===== Material to process
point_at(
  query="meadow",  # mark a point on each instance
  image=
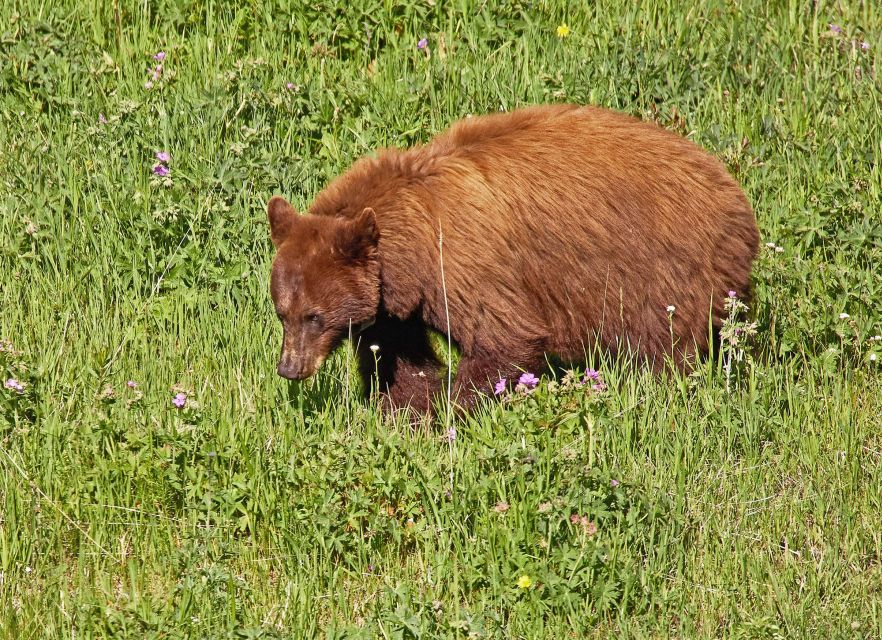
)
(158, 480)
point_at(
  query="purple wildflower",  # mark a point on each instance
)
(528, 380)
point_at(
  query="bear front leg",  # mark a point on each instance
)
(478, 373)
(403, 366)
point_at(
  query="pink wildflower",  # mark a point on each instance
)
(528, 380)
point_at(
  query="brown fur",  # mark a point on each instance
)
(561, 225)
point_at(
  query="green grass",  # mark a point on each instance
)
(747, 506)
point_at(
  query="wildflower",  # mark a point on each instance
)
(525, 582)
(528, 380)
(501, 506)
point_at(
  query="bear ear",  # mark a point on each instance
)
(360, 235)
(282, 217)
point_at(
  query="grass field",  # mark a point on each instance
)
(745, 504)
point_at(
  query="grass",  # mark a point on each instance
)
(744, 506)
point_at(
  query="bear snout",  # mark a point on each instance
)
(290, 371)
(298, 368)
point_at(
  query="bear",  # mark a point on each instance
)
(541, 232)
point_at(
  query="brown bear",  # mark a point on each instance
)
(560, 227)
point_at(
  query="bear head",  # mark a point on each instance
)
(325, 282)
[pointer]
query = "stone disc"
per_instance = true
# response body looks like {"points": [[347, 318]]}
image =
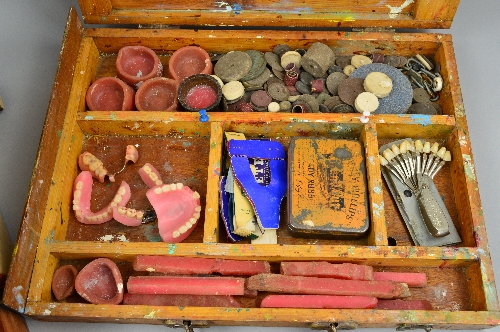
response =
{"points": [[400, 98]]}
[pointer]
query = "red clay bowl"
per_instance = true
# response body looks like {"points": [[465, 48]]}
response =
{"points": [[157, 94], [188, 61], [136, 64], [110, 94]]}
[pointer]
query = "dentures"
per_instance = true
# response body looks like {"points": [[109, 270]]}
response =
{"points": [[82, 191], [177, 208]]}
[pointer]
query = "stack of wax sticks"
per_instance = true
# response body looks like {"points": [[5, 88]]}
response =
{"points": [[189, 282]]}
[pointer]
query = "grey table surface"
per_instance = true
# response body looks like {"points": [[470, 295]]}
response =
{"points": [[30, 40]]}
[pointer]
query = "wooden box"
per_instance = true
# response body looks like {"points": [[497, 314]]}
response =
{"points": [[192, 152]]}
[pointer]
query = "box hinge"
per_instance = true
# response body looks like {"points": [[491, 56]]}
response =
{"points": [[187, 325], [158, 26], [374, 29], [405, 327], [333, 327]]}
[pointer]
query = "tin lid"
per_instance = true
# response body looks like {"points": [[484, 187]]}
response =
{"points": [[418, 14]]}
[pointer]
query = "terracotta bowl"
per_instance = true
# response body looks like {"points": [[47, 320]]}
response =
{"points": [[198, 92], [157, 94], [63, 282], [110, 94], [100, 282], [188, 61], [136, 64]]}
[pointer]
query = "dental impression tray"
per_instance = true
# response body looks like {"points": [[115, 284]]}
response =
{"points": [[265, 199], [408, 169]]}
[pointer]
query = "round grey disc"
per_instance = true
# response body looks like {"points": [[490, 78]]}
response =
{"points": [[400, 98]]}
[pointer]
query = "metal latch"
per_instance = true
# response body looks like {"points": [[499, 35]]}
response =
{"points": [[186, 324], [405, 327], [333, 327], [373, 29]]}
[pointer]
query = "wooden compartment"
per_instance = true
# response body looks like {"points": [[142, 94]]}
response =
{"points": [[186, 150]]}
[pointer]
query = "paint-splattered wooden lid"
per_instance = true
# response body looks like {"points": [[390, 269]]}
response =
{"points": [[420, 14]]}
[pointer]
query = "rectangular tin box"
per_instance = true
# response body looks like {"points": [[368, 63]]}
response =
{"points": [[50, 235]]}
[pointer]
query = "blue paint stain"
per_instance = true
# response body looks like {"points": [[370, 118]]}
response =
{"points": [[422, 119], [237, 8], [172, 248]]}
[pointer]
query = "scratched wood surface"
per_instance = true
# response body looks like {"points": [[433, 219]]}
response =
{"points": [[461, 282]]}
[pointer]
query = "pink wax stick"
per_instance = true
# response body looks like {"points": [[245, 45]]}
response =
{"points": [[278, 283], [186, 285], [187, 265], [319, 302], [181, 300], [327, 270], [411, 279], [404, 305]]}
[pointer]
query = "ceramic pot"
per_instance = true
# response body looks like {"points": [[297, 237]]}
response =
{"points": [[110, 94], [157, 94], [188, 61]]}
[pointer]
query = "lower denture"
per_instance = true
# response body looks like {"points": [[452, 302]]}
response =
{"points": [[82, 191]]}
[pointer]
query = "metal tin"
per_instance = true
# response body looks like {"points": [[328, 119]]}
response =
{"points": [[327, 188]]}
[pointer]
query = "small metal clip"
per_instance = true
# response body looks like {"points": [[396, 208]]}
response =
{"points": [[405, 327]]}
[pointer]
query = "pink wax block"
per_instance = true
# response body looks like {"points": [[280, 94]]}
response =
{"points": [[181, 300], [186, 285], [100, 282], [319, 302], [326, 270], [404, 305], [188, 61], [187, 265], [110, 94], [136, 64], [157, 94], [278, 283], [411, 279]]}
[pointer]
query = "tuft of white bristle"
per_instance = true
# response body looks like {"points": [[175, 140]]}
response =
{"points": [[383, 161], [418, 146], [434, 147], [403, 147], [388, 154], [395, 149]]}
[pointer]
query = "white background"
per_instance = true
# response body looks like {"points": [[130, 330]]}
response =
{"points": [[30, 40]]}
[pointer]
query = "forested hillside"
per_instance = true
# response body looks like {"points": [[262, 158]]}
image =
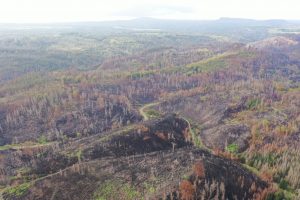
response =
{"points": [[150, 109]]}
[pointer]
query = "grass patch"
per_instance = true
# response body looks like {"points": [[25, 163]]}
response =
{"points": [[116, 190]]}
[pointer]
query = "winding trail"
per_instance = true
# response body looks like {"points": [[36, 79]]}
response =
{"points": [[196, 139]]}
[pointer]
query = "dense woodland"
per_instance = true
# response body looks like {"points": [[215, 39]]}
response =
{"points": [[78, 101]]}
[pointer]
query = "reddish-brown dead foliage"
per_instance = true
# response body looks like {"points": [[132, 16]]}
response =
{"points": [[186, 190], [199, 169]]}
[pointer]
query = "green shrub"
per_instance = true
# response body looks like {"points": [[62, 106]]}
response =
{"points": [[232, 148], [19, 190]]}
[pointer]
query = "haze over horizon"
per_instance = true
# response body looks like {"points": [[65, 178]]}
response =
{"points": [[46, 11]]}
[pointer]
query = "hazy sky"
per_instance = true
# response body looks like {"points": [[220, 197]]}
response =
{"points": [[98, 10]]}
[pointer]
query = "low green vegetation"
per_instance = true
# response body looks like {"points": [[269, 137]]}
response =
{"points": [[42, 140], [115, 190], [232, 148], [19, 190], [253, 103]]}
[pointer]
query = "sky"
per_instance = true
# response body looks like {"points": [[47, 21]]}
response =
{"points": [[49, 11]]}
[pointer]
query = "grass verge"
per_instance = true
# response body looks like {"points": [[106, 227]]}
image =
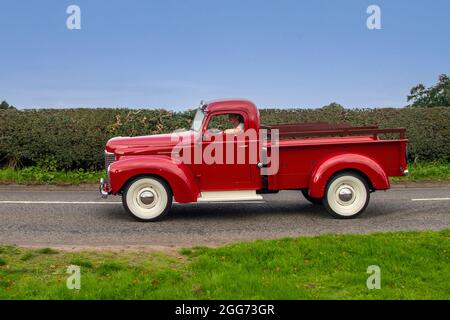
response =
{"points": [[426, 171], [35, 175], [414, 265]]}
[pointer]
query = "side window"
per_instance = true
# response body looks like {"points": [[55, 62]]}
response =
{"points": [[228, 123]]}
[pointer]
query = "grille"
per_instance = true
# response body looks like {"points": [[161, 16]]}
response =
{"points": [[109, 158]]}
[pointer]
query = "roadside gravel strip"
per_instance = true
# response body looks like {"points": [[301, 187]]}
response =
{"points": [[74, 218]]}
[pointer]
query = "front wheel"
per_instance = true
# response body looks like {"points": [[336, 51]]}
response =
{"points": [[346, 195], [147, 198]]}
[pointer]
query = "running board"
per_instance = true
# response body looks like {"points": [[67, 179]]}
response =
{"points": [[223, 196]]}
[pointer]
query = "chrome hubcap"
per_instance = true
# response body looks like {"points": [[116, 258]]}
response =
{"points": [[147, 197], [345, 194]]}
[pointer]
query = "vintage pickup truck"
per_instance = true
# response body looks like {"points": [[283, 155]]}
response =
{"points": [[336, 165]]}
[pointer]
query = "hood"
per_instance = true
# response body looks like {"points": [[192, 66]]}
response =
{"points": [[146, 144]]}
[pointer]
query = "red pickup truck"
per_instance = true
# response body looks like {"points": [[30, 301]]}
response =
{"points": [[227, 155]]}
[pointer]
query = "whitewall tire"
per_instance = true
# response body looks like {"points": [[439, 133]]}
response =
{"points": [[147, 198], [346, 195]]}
==========
===== Material to process
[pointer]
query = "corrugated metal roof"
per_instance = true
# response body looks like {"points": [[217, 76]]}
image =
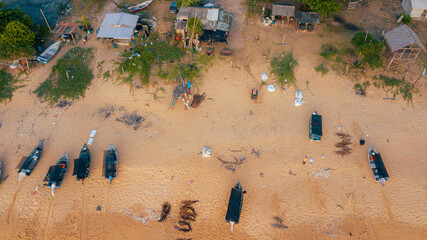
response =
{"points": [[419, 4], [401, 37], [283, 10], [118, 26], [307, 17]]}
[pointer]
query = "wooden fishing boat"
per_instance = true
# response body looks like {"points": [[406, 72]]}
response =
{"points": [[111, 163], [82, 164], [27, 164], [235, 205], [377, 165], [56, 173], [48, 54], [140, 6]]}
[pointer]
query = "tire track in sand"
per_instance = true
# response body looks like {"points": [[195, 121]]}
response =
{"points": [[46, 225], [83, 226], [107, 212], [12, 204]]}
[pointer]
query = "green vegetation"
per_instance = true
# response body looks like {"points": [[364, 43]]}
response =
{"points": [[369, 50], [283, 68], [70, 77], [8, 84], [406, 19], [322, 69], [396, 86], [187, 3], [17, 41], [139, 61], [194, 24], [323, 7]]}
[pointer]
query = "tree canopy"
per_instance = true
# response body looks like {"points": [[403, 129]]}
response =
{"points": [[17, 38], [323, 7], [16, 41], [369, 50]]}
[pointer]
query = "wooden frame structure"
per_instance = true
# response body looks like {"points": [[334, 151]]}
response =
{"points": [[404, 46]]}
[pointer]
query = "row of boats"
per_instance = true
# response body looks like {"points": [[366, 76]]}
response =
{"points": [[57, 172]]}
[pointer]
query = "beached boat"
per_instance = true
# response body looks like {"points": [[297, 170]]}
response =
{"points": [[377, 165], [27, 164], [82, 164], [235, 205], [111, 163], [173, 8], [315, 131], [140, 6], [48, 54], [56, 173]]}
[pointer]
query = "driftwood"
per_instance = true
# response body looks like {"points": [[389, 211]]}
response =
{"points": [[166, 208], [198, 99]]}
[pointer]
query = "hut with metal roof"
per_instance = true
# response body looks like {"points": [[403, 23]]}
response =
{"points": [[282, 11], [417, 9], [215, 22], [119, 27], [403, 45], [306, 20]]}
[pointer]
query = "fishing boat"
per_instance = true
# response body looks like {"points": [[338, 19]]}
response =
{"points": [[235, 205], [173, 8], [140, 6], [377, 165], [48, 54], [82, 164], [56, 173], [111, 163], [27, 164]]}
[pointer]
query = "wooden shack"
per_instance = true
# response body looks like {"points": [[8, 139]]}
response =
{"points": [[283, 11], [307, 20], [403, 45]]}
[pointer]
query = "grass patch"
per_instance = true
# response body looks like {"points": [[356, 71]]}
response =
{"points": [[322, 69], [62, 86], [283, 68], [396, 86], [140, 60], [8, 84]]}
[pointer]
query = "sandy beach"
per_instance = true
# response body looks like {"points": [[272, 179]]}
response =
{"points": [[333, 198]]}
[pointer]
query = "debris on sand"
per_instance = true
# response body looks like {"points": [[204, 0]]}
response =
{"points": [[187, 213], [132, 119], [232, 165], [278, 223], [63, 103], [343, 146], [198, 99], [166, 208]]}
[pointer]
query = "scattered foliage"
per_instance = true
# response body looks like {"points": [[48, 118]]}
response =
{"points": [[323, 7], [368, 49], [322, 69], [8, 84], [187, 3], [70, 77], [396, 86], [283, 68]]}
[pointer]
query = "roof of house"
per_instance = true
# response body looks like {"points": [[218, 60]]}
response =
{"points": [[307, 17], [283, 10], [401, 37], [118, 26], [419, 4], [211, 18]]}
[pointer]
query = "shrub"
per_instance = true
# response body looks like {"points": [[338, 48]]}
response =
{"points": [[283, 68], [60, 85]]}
==========
===== Material to process
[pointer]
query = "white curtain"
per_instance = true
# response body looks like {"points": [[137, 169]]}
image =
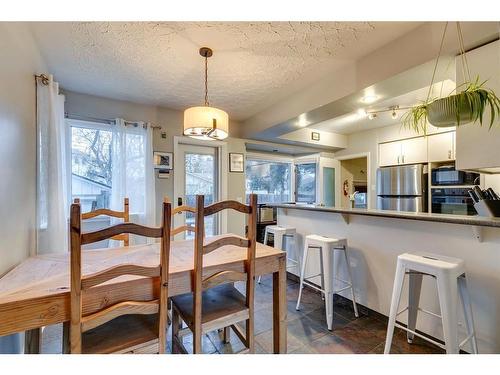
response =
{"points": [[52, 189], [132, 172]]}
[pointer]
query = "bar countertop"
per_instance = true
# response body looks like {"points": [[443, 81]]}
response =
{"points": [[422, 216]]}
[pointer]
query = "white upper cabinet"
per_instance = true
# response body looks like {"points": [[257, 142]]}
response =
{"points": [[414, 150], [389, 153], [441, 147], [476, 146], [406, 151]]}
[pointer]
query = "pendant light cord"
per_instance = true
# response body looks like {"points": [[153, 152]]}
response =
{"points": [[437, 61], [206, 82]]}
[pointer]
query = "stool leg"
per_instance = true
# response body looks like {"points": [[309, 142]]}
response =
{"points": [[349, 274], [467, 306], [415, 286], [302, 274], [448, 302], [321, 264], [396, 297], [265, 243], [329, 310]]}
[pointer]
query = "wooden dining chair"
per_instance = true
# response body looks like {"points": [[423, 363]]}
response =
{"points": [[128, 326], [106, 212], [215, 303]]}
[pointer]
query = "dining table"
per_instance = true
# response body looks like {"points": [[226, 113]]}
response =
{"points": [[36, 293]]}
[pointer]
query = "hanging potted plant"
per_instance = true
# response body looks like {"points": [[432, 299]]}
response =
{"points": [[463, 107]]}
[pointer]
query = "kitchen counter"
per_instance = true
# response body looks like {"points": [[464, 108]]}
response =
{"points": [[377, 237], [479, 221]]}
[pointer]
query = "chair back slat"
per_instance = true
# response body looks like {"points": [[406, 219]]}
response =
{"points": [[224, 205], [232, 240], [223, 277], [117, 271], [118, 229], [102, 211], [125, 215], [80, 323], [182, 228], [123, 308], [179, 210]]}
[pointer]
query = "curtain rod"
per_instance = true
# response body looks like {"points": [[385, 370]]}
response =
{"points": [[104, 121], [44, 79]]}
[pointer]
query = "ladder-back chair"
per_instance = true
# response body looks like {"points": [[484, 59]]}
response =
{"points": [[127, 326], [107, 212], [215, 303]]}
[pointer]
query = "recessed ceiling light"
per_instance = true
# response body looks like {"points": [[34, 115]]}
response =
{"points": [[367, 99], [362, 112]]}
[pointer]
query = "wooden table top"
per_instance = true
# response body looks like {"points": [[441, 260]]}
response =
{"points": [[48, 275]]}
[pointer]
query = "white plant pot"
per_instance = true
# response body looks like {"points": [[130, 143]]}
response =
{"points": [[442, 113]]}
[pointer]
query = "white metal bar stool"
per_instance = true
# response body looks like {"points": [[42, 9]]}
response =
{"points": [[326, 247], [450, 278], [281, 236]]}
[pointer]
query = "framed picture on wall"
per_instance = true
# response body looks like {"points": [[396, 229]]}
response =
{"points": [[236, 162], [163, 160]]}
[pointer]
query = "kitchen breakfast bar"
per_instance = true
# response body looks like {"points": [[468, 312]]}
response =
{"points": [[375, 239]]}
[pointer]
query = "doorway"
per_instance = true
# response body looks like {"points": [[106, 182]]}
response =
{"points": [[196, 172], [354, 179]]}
==========
◆ Request ◆
Return every line of the records above that contains the word "surface". Matches must have the same uppercase and lowercase letters.

◆ Finished task ◆
query = "grey table surface"
query = "scratched wood surface"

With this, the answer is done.